_TASK TO COMPLETE_:
Could you print all the entries exactly?

_DATA FOR THIS TASK_:
··········

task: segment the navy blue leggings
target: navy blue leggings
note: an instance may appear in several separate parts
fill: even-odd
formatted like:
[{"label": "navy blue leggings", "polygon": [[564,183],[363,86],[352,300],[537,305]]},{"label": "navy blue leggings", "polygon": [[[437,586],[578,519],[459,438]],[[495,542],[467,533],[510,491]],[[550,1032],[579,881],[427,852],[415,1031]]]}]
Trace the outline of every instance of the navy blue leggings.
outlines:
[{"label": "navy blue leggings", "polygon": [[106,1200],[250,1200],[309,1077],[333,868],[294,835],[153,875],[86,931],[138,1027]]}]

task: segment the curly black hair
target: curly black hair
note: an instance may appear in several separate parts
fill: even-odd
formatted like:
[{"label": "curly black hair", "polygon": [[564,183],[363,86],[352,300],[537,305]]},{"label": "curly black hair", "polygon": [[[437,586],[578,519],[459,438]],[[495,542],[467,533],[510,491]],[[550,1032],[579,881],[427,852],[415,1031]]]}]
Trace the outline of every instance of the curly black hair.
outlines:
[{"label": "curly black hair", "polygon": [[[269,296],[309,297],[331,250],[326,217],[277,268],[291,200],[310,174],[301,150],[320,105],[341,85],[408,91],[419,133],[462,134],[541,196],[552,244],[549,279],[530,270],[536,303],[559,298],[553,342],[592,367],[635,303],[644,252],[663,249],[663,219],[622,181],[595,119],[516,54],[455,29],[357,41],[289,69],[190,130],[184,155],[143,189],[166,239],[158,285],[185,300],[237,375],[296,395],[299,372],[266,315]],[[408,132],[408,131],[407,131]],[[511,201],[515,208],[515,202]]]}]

··········

_EXERCISE OUTPUT_:
task: segment the navy blue leggings
target: navy blue leggings
note: an instance may appear in several separate parts
fill: even-odd
formatted like:
[{"label": "navy blue leggings", "polygon": [[564,183],[363,86],[352,300],[537,305]]},{"label": "navy blue leggings", "polygon": [[[437,586],[578,519],[459,438]],[[495,542],[467,533],[510,491]],[[550,1032],[579,881],[427,852],[415,1031]]]}]
Trace the outline of every instance of the navy blue leggings.
outlines:
[{"label": "navy blue leggings", "polygon": [[106,1200],[250,1200],[309,1077],[333,868],[294,835],[153,875],[86,931],[138,1027]]}]

task: segment the curly black hair
target: curly black hair
note: an instance may appear in several separate parts
fill: even-odd
formatted like:
[{"label": "curly black hair", "polygon": [[564,183],[363,86],[352,300],[537,305]]},{"label": "curly black hair", "polygon": [[[437,586],[578,519],[459,438]],[[495,542],[467,533],[510,491]],[[550,1032],[579,881],[427,852],[415,1031]]]}]
Trace the outline of every instance of the curly black hair.
outlines:
[{"label": "curly black hair", "polygon": [[[269,296],[309,297],[331,250],[326,217],[277,268],[291,200],[310,174],[301,150],[320,105],[341,85],[408,91],[419,133],[462,134],[541,196],[552,244],[549,279],[530,270],[536,303],[559,298],[553,342],[592,367],[635,303],[644,252],[663,249],[663,219],[622,181],[595,119],[516,54],[455,29],[357,41],[289,69],[190,130],[184,155],[143,189],[166,239],[158,285],[185,300],[237,375],[296,395],[299,372],[266,315]],[[408,132],[408,131],[407,131]],[[511,201],[515,208],[515,202]]]}]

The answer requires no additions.